§ **Provided material**:

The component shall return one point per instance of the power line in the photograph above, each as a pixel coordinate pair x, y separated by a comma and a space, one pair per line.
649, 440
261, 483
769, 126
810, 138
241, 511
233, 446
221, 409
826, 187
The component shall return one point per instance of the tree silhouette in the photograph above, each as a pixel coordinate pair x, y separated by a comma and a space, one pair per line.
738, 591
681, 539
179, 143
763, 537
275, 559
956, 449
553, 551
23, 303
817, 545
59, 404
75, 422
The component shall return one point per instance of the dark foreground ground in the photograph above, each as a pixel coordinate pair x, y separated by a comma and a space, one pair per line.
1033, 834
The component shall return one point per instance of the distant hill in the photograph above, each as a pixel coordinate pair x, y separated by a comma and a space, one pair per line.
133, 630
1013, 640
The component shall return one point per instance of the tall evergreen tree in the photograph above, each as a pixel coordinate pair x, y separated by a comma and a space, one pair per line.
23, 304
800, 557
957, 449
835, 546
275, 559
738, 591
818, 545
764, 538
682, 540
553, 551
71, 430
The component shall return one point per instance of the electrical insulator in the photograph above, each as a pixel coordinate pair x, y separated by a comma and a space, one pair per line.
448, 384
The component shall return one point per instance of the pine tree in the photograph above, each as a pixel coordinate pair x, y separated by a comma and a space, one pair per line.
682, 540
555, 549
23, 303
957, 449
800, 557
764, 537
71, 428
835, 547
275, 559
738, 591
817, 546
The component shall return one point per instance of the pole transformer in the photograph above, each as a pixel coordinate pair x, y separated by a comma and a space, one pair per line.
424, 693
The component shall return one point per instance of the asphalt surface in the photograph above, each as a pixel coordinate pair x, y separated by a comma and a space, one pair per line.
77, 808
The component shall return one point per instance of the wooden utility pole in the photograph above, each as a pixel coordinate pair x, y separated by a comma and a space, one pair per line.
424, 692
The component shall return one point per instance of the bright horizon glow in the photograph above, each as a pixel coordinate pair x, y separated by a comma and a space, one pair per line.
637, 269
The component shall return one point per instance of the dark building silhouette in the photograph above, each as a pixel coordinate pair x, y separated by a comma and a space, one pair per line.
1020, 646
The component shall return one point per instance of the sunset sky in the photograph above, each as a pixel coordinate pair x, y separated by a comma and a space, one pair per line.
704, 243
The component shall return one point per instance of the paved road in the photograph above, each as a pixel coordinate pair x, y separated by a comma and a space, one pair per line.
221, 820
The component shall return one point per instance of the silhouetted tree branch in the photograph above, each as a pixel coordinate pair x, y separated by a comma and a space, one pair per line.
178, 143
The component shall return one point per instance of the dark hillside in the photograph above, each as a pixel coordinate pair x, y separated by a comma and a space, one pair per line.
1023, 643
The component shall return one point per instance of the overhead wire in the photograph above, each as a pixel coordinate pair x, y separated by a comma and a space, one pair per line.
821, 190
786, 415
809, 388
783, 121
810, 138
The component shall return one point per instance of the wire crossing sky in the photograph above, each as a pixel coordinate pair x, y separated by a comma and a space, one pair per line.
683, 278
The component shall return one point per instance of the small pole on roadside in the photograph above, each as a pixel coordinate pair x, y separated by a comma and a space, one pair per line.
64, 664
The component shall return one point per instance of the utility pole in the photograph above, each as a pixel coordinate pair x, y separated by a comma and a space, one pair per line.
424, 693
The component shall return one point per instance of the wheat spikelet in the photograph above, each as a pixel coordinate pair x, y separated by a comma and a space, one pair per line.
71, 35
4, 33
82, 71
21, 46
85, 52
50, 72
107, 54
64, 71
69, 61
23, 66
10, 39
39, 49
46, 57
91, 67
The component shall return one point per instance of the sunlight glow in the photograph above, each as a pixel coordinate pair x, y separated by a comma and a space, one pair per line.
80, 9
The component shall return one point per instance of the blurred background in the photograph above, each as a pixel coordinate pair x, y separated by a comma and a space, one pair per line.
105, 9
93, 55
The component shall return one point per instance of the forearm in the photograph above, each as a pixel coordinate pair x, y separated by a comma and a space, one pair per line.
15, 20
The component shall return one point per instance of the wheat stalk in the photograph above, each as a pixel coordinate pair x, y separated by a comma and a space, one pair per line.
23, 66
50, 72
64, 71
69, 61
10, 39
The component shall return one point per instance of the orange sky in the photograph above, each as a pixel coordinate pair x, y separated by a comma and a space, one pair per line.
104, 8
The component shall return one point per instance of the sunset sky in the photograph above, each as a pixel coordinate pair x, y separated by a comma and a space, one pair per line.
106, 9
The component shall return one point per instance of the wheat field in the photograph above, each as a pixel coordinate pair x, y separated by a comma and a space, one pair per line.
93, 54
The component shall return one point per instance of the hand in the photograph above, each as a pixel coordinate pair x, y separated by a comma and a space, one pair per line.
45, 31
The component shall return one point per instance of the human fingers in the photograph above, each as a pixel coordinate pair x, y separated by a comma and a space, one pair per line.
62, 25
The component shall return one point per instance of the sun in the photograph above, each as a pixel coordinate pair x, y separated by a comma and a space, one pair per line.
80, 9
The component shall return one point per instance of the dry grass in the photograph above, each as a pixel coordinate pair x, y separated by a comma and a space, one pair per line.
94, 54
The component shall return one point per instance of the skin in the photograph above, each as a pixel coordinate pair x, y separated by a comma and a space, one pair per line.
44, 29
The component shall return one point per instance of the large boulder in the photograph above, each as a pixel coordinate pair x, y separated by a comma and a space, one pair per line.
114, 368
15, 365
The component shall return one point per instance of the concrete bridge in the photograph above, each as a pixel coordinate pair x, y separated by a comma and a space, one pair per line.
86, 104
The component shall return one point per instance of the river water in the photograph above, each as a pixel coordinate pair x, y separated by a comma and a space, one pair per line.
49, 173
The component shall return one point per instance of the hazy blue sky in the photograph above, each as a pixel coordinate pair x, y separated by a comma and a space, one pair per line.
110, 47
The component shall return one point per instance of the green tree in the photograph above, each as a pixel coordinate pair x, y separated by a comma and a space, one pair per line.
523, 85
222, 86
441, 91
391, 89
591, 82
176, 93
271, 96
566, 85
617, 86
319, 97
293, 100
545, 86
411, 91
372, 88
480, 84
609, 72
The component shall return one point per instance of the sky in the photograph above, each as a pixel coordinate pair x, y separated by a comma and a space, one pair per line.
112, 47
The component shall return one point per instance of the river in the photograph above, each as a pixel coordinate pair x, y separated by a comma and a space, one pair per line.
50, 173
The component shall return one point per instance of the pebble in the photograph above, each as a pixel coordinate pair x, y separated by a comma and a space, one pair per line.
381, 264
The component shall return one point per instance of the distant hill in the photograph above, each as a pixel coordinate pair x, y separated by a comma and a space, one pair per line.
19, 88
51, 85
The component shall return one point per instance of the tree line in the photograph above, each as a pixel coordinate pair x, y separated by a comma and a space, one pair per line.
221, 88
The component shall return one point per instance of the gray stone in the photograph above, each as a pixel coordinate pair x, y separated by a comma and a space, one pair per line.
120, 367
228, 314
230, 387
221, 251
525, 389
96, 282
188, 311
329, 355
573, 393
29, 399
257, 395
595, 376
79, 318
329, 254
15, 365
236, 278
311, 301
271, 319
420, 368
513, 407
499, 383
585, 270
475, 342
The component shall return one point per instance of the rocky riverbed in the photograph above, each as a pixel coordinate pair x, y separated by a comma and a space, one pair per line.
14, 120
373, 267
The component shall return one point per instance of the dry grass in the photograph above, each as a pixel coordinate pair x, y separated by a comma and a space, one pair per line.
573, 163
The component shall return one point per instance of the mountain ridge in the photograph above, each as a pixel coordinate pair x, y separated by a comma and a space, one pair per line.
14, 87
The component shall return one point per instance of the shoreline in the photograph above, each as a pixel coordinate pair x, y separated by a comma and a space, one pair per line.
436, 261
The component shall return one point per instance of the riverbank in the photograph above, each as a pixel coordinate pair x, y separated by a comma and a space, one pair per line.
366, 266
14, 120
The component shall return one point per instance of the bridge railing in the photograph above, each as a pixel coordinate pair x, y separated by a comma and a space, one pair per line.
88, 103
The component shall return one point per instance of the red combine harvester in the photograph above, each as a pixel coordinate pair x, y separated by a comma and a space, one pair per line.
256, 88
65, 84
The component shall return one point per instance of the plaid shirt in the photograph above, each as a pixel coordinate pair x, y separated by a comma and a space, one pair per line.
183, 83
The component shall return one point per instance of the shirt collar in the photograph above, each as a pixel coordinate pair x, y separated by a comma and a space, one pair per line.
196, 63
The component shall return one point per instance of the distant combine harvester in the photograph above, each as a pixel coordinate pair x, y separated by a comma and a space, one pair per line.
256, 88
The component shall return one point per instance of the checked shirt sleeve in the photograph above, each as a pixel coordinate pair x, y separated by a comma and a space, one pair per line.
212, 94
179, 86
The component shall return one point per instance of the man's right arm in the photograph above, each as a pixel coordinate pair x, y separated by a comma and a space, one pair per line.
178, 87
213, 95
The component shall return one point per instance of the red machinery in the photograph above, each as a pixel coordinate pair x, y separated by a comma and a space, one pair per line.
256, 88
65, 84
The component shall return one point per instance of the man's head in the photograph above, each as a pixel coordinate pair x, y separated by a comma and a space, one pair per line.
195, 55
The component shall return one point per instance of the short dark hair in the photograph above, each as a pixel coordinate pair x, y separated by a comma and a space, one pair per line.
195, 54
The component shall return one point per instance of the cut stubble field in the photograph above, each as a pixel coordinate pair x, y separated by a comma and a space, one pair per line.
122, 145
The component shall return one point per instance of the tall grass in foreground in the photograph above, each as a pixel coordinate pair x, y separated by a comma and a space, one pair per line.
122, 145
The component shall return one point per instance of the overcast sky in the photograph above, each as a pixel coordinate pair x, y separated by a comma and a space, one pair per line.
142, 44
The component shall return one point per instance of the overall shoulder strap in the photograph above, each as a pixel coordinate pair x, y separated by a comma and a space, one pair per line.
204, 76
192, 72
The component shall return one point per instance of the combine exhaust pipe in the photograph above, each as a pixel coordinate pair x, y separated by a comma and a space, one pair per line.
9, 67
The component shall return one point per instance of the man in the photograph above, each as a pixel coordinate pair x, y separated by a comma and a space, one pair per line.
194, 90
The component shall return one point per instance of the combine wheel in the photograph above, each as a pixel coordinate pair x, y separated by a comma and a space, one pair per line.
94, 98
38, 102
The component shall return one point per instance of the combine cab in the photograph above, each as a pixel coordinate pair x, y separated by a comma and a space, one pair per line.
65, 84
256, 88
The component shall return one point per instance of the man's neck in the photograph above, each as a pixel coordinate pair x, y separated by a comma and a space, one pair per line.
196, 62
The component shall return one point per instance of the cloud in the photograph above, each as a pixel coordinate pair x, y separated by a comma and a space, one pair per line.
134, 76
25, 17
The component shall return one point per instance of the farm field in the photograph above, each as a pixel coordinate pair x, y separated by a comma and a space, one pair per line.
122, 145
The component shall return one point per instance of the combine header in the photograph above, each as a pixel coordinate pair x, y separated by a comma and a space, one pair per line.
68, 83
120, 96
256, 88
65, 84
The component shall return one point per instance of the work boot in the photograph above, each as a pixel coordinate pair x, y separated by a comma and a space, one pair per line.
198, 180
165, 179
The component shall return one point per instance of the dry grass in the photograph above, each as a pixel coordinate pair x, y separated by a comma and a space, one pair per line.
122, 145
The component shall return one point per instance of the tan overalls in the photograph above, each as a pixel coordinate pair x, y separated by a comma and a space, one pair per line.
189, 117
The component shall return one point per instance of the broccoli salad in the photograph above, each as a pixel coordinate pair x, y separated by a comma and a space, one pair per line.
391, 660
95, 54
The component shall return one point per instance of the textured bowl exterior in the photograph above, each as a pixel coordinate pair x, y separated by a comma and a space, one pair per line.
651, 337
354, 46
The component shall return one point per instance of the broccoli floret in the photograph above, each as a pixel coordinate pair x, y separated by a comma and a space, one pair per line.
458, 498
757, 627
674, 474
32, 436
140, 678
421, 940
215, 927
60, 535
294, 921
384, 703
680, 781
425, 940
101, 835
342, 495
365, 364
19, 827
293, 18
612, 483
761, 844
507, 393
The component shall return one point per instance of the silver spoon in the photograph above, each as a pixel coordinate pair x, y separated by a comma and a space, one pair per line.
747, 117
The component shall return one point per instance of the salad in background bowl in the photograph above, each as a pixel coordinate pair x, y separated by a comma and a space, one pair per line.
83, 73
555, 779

§ **What is required**: Reproduce the listing above exactly from the line containing "The component shall return one point per instance of the tan" through its last line, with both of those lines included.

§ **Right answer**:
The component shall return one point per instance of the tan overalls in the photograph above, each as a pixel coordinate pair x, y separated by a comma and a space, one pair per line.
189, 117
The component shall return one point per instance of the broccoli salad in the photograph above, each as a pixel coordinate pair x, y separated by a comma and a space, one pair per line.
391, 660
95, 54
The component shall return one point per instance of the textured bowl exterior in the photograph above, each as a pixel coordinate pair x, y separated by a comma and a space, one pair per line.
651, 337
354, 46
The component shall return one point per instance of the broccoli floret in the photograph above, each as a pixel coordinate pair x, y separated by a comma and a space, one pair per line.
458, 498
757, 627
674, 474
32, 436
140, 678
421, 940
215, 927
60, 535
294, 921
384, 703
680, 781
425, 940
101, 835
342, 495
365, 364
19, 827
293, 18
612, 483
761, 844
507, 393
The component shall return one point per instance of the silver spoon in the photograph above, each as a pixel coordinate pair x, y separated by a comma and a space, one pair per line.
747, 117
The component shall return one point per instance of the salad in background bowl in the photograph above, each as a pixel coordinate pair x, y separated by a comma and a space, one pair per line.
83, 73
555, 779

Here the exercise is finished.